━━━━━ Input ━━━━━

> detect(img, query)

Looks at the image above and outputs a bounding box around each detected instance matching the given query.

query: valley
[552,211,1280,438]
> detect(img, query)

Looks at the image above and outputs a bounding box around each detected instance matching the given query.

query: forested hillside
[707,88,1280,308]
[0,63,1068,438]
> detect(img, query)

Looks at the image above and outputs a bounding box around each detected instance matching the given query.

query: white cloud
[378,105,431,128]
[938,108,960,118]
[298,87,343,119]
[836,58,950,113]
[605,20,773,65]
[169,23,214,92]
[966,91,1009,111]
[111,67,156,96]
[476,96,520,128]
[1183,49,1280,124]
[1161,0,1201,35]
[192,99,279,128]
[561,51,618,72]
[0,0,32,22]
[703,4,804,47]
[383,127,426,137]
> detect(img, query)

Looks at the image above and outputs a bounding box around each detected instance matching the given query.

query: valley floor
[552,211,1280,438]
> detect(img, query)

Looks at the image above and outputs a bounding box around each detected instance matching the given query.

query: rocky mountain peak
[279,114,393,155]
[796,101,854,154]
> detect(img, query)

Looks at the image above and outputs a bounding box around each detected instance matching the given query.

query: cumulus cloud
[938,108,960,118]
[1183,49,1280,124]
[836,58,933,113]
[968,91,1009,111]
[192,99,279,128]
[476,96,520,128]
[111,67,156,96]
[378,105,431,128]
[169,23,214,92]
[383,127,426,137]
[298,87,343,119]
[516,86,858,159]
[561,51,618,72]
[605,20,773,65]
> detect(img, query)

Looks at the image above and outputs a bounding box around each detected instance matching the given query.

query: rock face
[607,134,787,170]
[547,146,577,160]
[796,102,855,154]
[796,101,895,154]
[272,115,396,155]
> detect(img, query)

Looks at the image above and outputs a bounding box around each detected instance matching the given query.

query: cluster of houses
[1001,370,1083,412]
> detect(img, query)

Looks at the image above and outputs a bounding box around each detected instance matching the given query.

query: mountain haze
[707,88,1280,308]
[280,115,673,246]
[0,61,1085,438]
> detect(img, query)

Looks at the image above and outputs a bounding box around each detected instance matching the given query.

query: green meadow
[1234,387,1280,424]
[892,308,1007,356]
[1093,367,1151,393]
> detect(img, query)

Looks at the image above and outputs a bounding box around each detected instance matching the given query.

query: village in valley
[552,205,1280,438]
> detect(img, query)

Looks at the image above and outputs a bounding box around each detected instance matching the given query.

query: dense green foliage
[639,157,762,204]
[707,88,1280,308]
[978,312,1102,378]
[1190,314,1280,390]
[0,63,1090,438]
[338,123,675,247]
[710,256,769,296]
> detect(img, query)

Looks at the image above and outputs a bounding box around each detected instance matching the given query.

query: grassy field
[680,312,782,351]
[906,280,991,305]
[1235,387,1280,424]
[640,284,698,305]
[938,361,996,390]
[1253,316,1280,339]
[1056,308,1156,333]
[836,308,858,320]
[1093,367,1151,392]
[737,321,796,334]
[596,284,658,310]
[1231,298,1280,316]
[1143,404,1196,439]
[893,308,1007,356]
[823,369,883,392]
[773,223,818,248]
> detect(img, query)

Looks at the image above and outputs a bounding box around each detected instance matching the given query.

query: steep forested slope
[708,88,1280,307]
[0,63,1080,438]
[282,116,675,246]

━━━━━

• **Work to be completed**: Copy every line above that contains the word "green", matching case exactly.

• **Exercise output**:
query: green meadow
query: dense green foliage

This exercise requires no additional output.